EXERCISE PROMPT: Transcribe the records in full, keeping every character as it is.
────────
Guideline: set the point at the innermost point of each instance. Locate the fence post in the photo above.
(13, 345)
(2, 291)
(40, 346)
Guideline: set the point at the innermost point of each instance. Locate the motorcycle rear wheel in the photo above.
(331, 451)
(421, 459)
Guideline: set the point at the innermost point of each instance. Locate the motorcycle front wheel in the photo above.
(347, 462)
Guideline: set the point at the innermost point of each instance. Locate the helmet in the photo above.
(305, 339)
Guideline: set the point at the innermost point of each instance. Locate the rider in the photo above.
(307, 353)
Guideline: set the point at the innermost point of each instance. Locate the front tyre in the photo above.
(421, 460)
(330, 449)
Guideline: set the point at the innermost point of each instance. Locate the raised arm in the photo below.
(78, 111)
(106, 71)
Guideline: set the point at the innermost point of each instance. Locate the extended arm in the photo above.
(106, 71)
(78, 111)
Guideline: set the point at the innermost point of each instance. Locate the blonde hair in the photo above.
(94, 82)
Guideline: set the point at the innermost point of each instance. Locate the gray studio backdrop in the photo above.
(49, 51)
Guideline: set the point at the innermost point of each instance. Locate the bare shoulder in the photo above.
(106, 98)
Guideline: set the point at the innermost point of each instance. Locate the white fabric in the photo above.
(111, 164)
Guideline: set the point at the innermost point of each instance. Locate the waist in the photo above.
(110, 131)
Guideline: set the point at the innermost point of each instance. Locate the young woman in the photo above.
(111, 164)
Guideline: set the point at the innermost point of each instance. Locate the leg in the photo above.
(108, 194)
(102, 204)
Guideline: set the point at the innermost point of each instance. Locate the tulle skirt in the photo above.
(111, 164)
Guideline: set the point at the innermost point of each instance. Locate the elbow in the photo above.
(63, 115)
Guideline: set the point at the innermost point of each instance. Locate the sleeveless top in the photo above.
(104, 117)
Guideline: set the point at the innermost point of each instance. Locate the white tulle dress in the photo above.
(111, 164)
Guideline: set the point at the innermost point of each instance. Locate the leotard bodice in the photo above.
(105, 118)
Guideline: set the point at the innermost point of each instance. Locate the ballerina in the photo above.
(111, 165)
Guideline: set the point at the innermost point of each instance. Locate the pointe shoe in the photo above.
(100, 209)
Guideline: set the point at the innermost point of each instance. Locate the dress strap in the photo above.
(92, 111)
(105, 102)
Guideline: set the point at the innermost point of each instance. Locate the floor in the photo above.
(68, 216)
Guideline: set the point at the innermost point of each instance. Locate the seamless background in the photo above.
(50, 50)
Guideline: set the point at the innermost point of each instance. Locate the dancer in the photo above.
────────
OUTPUT:
Guideline: set the point at the innermost point of each instance. Locate the fence post in the photo above.
(13, 345)
(2, 291)
(40, 346)
Guideline: set the point at the innermost point of each instance. Locate the motorcycle rear wheel in the photo above.
(331, 451)
(421, 459)
Guideline: set the point at the innermost point of each instance. Locate the motorcycle front wheel in the photo above.
(347, 462)
Guideline: set the point at the innermost point of each instance. Locate the helmet in the photo above.
(305, 339)
Guideline: set the point at the innermost point of each instance. Locate the rider in the photo above.
(307, 353)
Guideline: set the point at the innermost point of each instance. Locate the front tyre in the photo above.
(421, 460)
(330, 449)
Guideline: set the point at the innermost point of each instance. Locate the raised arm in the photo below.
(78, 111)
(106, 71)
Guideline: set the point at the innermost point of each instance. Locate the extended arm in the photo above.
(106, 71)
(78, 111)
Guideline: set the point at the innermost point of each instance. Locate the blonde hair in the photo above.
(94, 82)
Guideline: set the point at the innermost point of each instance. Locate the gray studio backdrop in the photo above.
(49, 51)
Guideline: set the point at the innermost point of each instance. Locate the bare shoulder in the photo above.
(106, 98)
Guideline: set the point at the innermost point of each instance. Locate the white fabric in the photo above.
(111, 164)
Guideline: set the point at the innermost point of each instance. Locate the waist in the photo above.
(110, 131)
Guideline: set the point at the innermost point of each instance. Locate the young woman in the photo above.
(111, 164)
Guideline: set the point at the innermost point of each instance. Locate the leg in the photo above.
(108, 194)
(102, 204)
Guideline: set the point at the innermost point of each instance. Locate the tulle skirt in the photo above.
(111, 164)
Guideline: set the point at the innermost point of each instance. Locate the elbow in the photo above.
(63, 115)
Guideline: set the point at the innermost point of each instance. Locate the sleeveless top in the photo above.
(104, 117)
Guideline: set the point at the innermost point of each instance. Locate the white tulle dress in the photo above.
(111, 164)
Guideline: set the point at the innermost point of each instance. Locate the leotard bodice in the photo above.
(105, 118)
Guideline: set the point at the innermost point of each instance. Locate the ballerina in the photo above.
(111, 165)
Guideline: set the point at the innermost point of each instance. Locate the pointe shoe in the photo above.
(100, 209)
Guideline: set the point at the innermost point of each instance. Locate the dress strap in the photo above.
(92, 111)
(105, 102)
Guideline: set the point at the innermost point of each instance. Locate the floor in the photo above.
(68, 216)
Guideline: set the point at the innermost point of each instance. Locate the seamless background in the photo above.
(50, 50)
Guideline: set the point at the innermost point of each instance. Locate the dancer in the photo above.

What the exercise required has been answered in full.